YOUR GOAL:
Starting at the line below holding "Target: blue sky" and stopping at the line holding "Where can the sunflower dark", print every line exactly, both ends included, and leave the rest out.

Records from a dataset
-------------------------

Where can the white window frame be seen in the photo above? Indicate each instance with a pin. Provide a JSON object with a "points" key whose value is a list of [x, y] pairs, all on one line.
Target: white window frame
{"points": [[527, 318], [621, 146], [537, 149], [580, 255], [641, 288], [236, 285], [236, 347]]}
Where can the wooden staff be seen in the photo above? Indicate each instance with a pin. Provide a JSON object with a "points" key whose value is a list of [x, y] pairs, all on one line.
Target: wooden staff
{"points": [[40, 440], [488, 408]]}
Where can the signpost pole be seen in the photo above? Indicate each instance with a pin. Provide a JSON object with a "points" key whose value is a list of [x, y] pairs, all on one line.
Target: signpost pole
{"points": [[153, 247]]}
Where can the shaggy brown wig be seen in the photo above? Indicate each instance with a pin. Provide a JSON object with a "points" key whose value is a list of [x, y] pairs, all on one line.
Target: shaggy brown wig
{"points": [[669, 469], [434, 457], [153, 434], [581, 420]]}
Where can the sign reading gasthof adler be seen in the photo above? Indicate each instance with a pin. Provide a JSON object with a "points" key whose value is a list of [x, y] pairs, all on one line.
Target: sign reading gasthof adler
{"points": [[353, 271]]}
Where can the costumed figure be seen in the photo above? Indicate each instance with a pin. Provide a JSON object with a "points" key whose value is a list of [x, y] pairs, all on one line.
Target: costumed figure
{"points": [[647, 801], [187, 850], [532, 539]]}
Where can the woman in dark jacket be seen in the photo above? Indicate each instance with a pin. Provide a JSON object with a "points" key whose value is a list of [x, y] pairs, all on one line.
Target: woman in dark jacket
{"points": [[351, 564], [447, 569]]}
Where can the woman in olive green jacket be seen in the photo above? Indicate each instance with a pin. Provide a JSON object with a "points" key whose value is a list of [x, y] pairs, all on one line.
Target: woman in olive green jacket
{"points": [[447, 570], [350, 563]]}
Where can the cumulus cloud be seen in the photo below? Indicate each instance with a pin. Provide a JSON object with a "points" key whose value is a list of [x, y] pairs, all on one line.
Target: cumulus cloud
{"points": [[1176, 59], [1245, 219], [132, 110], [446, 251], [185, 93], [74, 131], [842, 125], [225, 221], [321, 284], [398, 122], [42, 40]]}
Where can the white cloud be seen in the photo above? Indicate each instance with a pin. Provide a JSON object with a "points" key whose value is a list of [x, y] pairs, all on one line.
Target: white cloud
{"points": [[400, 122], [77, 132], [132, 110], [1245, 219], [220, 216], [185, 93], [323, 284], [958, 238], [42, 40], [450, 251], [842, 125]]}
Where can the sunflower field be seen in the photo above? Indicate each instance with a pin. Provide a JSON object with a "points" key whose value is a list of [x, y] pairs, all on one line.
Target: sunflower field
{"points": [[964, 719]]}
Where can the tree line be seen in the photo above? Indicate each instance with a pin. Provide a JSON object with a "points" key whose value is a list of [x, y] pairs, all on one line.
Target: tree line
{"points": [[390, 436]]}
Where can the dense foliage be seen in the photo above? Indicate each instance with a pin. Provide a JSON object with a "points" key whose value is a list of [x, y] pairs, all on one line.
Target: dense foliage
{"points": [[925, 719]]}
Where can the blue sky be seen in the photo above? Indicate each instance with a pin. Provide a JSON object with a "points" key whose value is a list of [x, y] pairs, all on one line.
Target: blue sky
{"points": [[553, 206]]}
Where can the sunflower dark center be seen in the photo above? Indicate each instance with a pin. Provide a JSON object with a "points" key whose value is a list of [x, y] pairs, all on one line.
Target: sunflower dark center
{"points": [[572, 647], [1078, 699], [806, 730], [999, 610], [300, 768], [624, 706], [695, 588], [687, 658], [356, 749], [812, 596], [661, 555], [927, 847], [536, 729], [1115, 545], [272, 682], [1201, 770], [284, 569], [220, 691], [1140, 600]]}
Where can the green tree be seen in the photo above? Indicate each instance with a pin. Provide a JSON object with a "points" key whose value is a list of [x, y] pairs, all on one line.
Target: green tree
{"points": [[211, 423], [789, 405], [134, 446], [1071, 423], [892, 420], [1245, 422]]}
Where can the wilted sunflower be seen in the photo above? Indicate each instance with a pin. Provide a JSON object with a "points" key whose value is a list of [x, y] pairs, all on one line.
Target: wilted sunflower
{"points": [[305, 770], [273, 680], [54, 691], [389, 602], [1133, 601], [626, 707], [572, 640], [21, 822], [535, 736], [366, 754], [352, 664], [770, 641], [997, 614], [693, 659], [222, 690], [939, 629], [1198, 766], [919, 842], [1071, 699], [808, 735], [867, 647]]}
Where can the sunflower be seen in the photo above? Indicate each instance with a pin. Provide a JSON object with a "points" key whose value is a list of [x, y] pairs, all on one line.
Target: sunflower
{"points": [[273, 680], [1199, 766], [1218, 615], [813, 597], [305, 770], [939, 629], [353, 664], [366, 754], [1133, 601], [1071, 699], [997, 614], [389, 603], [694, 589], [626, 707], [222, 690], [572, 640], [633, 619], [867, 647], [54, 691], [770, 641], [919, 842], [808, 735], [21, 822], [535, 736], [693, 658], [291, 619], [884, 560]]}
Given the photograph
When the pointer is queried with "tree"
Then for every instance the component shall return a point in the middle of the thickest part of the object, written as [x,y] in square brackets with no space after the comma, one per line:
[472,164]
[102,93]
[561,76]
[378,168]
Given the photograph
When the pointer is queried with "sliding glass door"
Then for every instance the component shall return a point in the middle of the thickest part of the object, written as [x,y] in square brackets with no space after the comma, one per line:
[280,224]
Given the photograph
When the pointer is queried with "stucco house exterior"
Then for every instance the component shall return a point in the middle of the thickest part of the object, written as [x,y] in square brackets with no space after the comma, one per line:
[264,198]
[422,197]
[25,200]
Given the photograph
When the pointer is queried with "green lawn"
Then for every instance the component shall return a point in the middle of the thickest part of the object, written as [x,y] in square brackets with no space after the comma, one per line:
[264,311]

-------------------------

ANSWER TO THIS PROBLEM:
Target: blue sky
{"points": [[553, 206]]}
Where can the sunflower dark center be seen in the photo above? Indicate each instance with a pin. Provide a JSON object with a "points" key whose value is a list of [x, y] pairs, all on one line.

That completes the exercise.